■ **Page**
____

Variable Default Description
PERPLEXITY_API_KEY - API key (enables AI tools when set)
PERPLEXITY_MODEL sonar Default model
PERPLEXITY_TEMPERATURE 0.3 Default temperature
PERPLEXITY_MAX_TOKENS 4000 Default max tokens

Get your API key from Perplexity AI.


Proxy Configuration

The scraper supports HTTP/HTTPS proxies through standard environment variables.

Basic Setup

Create a .env file:

# HTTP proxy
HTTP_PROXY=http://proxy.example.com:8080
http_proxy=http://proxy.example.com:8080

# HTTPS proxy
HTTPS_PROXY=http://proxy.example.com:8080
https_proxy=http://proxy.example.com:8080

# Bypass proxy for specific hosts
NO_PROXY=localhost,127.0.0.1,.local
no_proxy=localhost,127.0.0.1,.local

With Docker Compose

Docker Compose automatically reads .env files:

docker-compose up -d

With Docker Run

docker run -p 8000:8000 \
  -e HTTP_PROXY=http://proxy.example.com:8080 \
  -e HTTPS_PROXY=http://proxy.example.com:8080 \
  -e NO_PROXY=localhost,127.0.0.1,.local \
  cotdp/scraper-mcp:latest

Proxy with Authentication

HTTP_PROXY=http://username:password@proxy.example.com:8080
HTTPS_PROXY=http://username:password@proxy.example.com:8080

Build-Time vs Runtime

Proxy configuration works at two stages:

  1. Build time: Package installation (apt, uv, pip)

____

■ **Stated goal**
Copy the part of the scraper configuration page that begins at the words "PERPLEXITY_MODEL sonar Default" and stops after the words "from Perplexity AI.", keeping every character the same.

____

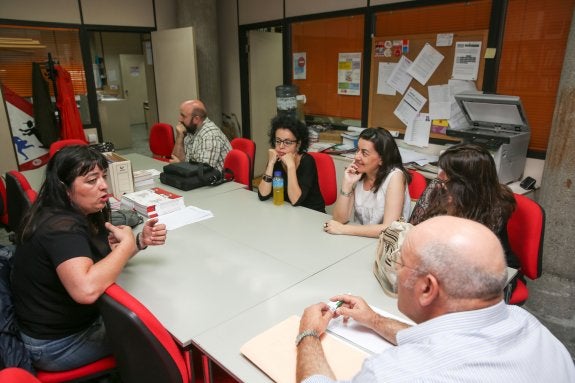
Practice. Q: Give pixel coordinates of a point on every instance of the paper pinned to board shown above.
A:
(274, 352)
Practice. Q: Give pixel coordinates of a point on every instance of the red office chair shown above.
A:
(525, 229)
(90, 371)
(17, 375)
(145, 351)
(239, 163)
(326, 176)
(19, 197)
(57, 145)
(162, 141)
(417, 185)
(247, 146)
(3, 204)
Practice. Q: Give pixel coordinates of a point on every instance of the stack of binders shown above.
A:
(152, 202)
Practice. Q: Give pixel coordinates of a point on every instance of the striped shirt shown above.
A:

____

■ **Response to the task**
PERPLEXITY_MODEL sonar Default model
PERPLEXITY_TEMPERATURE 0.3 Default temperature
PERPLEXITY_MAX_TOKENS 4000 Default max tokens

Get your API key from Perplexity AI.